=== 本题数据 ===
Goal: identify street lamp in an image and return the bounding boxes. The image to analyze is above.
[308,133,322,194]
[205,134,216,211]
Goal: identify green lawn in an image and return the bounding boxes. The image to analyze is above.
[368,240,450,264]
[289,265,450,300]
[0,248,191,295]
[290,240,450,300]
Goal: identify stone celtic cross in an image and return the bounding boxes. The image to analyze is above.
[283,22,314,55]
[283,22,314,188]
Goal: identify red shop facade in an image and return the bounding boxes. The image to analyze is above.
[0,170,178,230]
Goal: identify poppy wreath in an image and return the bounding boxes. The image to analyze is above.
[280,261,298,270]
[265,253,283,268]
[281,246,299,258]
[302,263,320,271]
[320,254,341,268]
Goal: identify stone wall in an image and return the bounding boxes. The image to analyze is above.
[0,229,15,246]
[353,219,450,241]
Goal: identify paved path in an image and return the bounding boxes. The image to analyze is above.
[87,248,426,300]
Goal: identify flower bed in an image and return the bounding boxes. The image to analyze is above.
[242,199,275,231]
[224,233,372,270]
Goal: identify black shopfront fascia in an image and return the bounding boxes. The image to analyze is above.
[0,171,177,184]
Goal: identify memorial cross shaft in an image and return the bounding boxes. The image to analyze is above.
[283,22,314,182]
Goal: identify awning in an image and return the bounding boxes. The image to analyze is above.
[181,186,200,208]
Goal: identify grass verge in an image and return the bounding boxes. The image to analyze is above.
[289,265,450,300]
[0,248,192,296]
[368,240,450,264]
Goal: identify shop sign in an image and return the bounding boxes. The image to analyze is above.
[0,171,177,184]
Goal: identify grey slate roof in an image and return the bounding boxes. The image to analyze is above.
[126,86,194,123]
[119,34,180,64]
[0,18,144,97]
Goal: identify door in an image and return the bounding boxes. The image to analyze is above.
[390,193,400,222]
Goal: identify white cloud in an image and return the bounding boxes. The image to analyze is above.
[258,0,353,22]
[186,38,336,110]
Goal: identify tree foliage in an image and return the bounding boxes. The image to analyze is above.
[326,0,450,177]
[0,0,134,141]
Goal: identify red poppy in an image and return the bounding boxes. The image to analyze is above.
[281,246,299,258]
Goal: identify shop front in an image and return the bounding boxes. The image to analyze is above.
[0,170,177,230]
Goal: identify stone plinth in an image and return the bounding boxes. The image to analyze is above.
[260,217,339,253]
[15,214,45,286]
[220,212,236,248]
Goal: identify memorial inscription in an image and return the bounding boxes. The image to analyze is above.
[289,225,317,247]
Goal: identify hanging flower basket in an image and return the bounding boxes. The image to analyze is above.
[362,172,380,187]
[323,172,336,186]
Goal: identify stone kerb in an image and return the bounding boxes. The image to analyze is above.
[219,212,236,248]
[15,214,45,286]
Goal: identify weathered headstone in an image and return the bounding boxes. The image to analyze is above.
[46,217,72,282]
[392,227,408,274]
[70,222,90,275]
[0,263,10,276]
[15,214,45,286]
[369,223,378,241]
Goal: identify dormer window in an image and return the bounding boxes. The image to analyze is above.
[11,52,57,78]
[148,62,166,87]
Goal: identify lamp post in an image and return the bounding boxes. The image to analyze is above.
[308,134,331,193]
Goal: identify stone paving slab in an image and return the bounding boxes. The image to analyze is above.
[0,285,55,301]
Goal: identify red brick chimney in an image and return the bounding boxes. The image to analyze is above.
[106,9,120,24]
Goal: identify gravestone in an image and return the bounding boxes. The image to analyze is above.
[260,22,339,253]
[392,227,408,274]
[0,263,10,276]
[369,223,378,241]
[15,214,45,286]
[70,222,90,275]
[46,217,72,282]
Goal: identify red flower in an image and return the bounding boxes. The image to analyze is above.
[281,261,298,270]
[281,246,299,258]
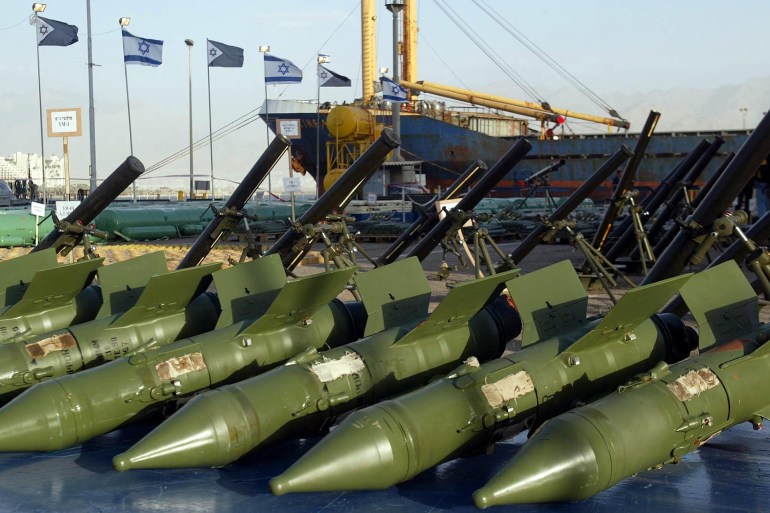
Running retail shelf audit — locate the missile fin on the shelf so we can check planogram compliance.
[0,249,59,308]
[680,260,759,351]
[214,255,286,329]
[354,257,431,337]
[243,267,358,334]
[109,263,222,329]
[394,269,519,346]
[96,251,168,319]
[0,258,102,318]
[508,260,588,347]
[569,273,692,352]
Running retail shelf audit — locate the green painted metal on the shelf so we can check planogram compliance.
[474,262,770,507]
[0,250,59,312]
[0,259,102,343]
[268,264,690,494]
[0,264,220,403]
[0,255,400,451]
[113,262,520,470]
[0,208,54,248]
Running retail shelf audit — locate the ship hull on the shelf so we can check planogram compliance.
[260,101,750,199]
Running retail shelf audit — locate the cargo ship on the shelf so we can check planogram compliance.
[259,0,750,196]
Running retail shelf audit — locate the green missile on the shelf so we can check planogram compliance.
[0,249,173,344]
[0,255,430,451]
[113,262,521,470]
[473,262,770,508]
[270,261,694,495]
[0,251,220,404]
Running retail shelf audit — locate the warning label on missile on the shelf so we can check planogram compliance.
[667,367,719,401]
[481,371,535,408]
[310,352,366,383]
[155,353,206,381]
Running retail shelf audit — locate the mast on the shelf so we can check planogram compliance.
[361,0,377,105]
[401,0,418,100]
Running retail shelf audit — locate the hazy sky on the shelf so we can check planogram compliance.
[0,0,770,188]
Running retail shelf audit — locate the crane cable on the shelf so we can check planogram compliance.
[433,0,545,103]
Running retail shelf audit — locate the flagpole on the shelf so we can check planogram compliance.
[118,22,136,203]
[206,39,216,201]
[34,12,48,205]
[315,61,320,200]
[86,0,96,192]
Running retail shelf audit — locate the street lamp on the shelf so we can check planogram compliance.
[184,39,195,199]
[259,45,273,203]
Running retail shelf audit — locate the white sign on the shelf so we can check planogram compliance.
[29,201,45,217]
[46,108,83,137]
[283,176,302,192]
[56,201,80,219]
[278,119,302,139]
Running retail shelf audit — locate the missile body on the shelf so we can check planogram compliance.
[270,271,695,495]
[0,255,430,451]
[0,264,220,404]
[474,332,770,507]
[113,266,520,470]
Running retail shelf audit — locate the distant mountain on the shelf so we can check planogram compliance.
[486,76,770,133]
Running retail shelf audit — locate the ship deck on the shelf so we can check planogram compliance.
[0,424,770,513]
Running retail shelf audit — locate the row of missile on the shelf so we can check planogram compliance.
[0,108,770,507]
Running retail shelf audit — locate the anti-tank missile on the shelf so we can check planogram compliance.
[604,139,709,262]
[270,261,694,494]
[0,255,430,451]
[113,270,520,470]
[377,160,487,265]
[267,128,401,270]
[407,139,532,261]
[474,260,770,508]
[177,135,291,269]
[0,252,222,404]
[30,156,144,255]
[591,110,660,252]
[642,109,770,283]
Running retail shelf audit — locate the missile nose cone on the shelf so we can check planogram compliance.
[270,407,410,495]
[0,381,78,452]
[473,414,611,509]
[112,390,253,470]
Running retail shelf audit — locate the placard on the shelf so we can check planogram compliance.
[29,201,45,217]
[45,107,83,137]
[56,201,80,219]
[283,176,302,192]
[276,119,302,139]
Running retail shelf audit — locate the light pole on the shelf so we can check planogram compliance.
[259,45,273,203]
[184,39,195,200]
[32,2,48,204]
[385,0,404,162]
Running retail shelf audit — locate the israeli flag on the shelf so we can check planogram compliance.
[206,39,243,68]
[123,30,163,66]
[318,64,351,87]
[265,54,302,84]
[35,16,78,46]
[380,76,407,103]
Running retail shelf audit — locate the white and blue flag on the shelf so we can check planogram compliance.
[380,76,407,103]
[35,16,78,46]
[206,39,243,68]
[265,54,302,84]
[318,64,351,87]
[123,30,163,66]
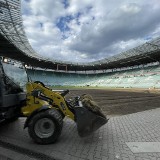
===
**练习题目**
请从数据行开头一直到含有"[353,219,450,241]"的那一行（两端都包括），把"stone"换成"granite"，其余不变，重新写出这些数据行。

**习题解答**
Goal: identify street lamp in an image and return the bounding boxes. The image to analyze is above.
[308,133,322,194]
[205,134,216,211]
Goal: identify green lawn in an image and return the bounding boxes. The image to analyze is above.
[368,240,450,264]
[289,265,450,300]
[0,248,191,295]
[290,240,450,300]
Goal: identify granite celtic cross in an image and return the bounding boxes. The image to analyze is above.
[283,22,314,55]
[283,22,314,188]
Goal: identify red shop facade in an image and return the bounding boxes. The image to analyze is above.
[0,170,178,230]
Goal: identify poppy wreath in an image and return the bounding boxes. The image to analyze is above.
[280,261,298,270]
[265,253,283,268]
[281,246,299,258]
[302,263,320,271]
[320,254,341,268]
Goal: identify granite wall in an image and return the bounding boxes. The image to analyze is above.
[0,229,15,246]
[353,219,450,241]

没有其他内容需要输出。